Exercise: Count the lines below that contain the word "pendant", counting both blocks, and give only the number.

* * *

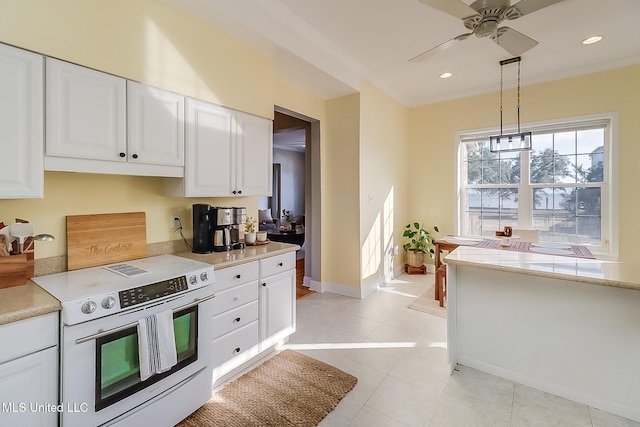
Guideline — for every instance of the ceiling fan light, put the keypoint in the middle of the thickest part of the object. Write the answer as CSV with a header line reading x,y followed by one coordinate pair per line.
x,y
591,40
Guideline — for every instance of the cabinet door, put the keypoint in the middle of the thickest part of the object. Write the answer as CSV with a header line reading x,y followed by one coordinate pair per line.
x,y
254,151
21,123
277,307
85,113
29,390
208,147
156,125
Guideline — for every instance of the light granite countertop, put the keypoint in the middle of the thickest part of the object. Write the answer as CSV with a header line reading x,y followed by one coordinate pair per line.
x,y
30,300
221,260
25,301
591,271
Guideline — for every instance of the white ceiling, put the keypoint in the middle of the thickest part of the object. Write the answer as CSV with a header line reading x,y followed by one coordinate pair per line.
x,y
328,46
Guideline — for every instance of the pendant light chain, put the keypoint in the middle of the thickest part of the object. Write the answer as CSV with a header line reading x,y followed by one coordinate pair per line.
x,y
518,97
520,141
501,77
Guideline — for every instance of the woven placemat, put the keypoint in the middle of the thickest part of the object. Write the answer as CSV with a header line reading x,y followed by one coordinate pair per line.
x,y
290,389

* * *

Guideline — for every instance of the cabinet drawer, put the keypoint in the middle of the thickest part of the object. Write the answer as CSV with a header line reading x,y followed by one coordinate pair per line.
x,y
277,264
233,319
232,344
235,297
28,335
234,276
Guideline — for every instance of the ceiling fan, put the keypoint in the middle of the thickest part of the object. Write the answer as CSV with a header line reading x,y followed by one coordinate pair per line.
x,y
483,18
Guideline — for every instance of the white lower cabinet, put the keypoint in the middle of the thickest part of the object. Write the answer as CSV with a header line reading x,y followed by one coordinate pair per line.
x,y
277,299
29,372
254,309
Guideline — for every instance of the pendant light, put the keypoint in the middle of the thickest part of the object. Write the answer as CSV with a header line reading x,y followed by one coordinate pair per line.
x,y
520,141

* * *

Answer to this task: 2